Natural language region descriptions:
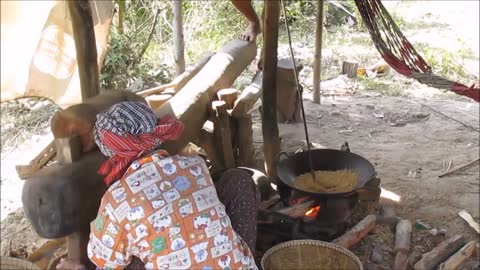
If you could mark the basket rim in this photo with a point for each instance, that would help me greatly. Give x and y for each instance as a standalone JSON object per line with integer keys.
{"x": 302, "y": 242}
{"x": 18, "y": 263}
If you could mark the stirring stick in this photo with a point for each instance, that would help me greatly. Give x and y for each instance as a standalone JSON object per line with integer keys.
{"x": 310, "y": 162}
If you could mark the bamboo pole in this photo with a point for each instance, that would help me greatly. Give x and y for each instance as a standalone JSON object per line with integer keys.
{"x": 271, "y": 146}
{"x": 317, "y": 66}
{"x": 178, "y": 42}
{"x": 85, "y": 46}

- **REQUIRED WORK**
Write every line above out again exactly; pictures do not belong in the copy.

- **SOLUTION**
If you could mark the basket rim in this photo with a point for each instance, that would help me greatly. Give x and y for each instance as a standalone JSON object per line with integer keys.
{"x": 302, "y": 242}
{"x": 18, "y": 263}
If you could mark the stirring stick in this photo with a point for each instance, that would help me greatly. Give x and y for each instance as a standalone JSON object per line with integer keys.
{"x": 310, "y": 162}
If you could mark the bamboo pole in this photo with a point for each instance, that would help me greatly. Give x and y for each instance as a standalone JSON object per line with integer keys.
{"x": 271, "y": 146}
{"x": 317, "y": 66}
{"x": 178, "y": 42}
{"x": 85, "y": 46}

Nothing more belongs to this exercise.